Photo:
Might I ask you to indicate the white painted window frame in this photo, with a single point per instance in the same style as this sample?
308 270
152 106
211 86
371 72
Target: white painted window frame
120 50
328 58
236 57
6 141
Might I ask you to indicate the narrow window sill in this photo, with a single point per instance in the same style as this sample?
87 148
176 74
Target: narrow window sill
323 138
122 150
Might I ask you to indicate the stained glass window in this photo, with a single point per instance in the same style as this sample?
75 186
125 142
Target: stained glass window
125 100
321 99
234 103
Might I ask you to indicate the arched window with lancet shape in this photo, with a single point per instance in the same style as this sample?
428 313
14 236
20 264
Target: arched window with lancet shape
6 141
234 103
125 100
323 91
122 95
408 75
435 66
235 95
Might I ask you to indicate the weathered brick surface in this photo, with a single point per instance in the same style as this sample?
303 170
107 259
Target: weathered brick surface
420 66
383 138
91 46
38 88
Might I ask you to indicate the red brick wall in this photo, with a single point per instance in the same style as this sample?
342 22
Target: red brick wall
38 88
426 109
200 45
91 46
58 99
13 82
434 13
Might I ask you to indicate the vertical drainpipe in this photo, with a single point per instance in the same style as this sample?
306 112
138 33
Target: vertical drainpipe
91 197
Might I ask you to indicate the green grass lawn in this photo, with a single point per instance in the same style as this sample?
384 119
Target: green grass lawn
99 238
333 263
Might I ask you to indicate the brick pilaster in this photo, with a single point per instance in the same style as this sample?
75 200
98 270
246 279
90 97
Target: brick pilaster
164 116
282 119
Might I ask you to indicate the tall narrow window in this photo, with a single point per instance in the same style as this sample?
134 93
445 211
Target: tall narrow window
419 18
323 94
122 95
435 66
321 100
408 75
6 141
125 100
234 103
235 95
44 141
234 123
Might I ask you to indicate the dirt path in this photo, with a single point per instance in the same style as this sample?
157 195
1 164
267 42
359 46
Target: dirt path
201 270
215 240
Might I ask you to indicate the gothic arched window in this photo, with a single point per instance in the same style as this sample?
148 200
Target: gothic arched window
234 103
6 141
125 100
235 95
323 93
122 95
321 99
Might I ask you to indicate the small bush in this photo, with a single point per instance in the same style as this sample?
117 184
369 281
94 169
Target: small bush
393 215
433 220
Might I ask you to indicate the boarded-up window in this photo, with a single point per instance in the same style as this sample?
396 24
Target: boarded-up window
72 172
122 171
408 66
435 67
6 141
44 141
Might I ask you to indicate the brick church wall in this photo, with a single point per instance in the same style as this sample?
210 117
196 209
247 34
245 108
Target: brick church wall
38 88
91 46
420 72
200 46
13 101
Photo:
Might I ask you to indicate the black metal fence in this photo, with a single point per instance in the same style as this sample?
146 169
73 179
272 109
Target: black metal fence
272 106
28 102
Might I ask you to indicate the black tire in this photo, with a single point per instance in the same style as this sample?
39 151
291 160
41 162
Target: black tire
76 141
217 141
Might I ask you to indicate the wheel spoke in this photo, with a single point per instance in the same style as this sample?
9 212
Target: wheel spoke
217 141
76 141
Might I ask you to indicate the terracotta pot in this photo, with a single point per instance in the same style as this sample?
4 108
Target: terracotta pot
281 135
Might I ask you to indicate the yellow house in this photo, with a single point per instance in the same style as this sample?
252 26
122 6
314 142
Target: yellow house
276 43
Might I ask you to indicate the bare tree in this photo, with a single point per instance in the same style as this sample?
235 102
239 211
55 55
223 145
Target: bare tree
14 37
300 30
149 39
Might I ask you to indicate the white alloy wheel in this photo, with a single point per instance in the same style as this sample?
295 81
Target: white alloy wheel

■ ■ ■ ■

Copy out every line of the records above word for word, keeping the original order, spacing and figures.

Photo:
Might I ask you to indicate the white painted window frame in this photo, with a single point per instance in the same style as this sample?
308 270
152 106
211 86
371 72
Target: white painted window frame
120 50
328 58
236 57
6 141
Might I ask you to indicate the narrow window sill in this photo, with a single point per instance in the same style as this sample?
87 148
176 74
Target: narrow window sill
323 138
122 150
Might I ask you to indicate the stained glass window in this photo, with a single point per instance in the same style as this sample?
75 186
125 142
Target: stained glass window
125 100
321 99
234 103
Might I ask you to indicate the arched window with lancet shape in this photo, with a single point per instance in the same style as this sample?
428 313
14 236
20 264
Target: arched window with lancet shape
6 141
234 103
125 100
323 91
122 95
408 75
435 66
235 95
Might I ask you to indicate the weathered brick surface in this photo, with a single point per instance in the same style as this sample?
303 170
107 259
Target: weathered brick surface
420 66
383 138
91 46
38 88
Might I ask you to indicate the red brick wall in this photo, with a single point per instance in the same style as this sample?
342 22
Target: red brick wall
38 88
426 109
200 45
91 46
58 99
13 82
434 13
Might I ask you to indicate the vertical drainpipe in this photo, with a single point per instance in the same style as this sample?
306 112
138 33
Target: vertical drainpipe
91 197
Might I ask you to indicate the green grass lawn in this photo, with a single point per instance in the same style as this sample?
384 119
Target: green grass lawn
99 238
333 263
Might I ask you to indicate the brick pilaster in this photo, with a single point per instance in the same style as this sample?
75 200
98 270
246 279
90 97
Target: brick pilaster
164 116
282 119
Might I ask you to indicate the tall narrow window in this photo, with a single point per instance in the same style as this sample?
134 93
445 211
Target: tall narrow window
419 18
323 94
122 95
435 66
321 100
408 75
6 141
125 100
234 103
235 95
44 141
234 123
Might I ask you to indicate the dirt path in this photo, with a single point per instance in the same style as this sample?
157 195
1 164
267 42
359 46
Target: dirt path
201 270
215 240
Might I ask you to indicate the gothic arched window in this photo, with a single point per instance in the same style as this sample?
148 200
Target: gothic arched window
234 103
6 141
125 100
235 95
323 93
122 95
321 99
Might I ask you to indicate the small bush in this photo, with a single point per instance in the same style as this sample?
117 184
369 281
94 169
Target: small bush
393 215
433 220
Might I ask you to indicate the boarded-up window in this photo, with a single point per instance in the same style as this sample?
396 24
Target: boarded-up window
72 172
122 171
408 66
435 67
6 141
44 141
Might I ask you to indicate the brick church wall in this photo, with a single point per instance in the same style as this sample?
210 117
196 209
247 34
245 108
Target: brick church wall
38 88
91 46
420 72
200 46
13 101
Photo:
Might I ask you to indicate the black metal fence in this photo, with a single point per instance in the same style as this sample?
146 169
73 179
272 109
Target: black metal fence
272 106
28 102
Might I ask you to indicate the black tire in this photo, with a single point per instance in the same style as this sample?
39 151
291 160
41 162
Target: black tire
76 141
217 141
Might I ask you to indicate the wheel spoke in this photo, with a single point per instance in the same style as this sample?
9 212
Target: wheel spoke
217 141
76 141
Might I ask you to indicate the terracotta pot in this photo, with a single point per instance in the same style as this sample?
4 108
Target: terracotta pot
281 135
Might I ask you to indicate the yellow house in this photo, with a single point per instance in the same style as this sample?
252 26
122 6
314 142
Target: yellow house
276 43
Might I ask you to indicate the bare tree in this photo, with a single point per instance in the same style as this sample?
235 102
239 211
55 55
223 145
Target: bare tree
14 37
300 30
149 39
Might I ask you to indicate the white alloy wheel in this photo, with a single point per instance in the same style as this sample?
295 81
Target: white alloy wheel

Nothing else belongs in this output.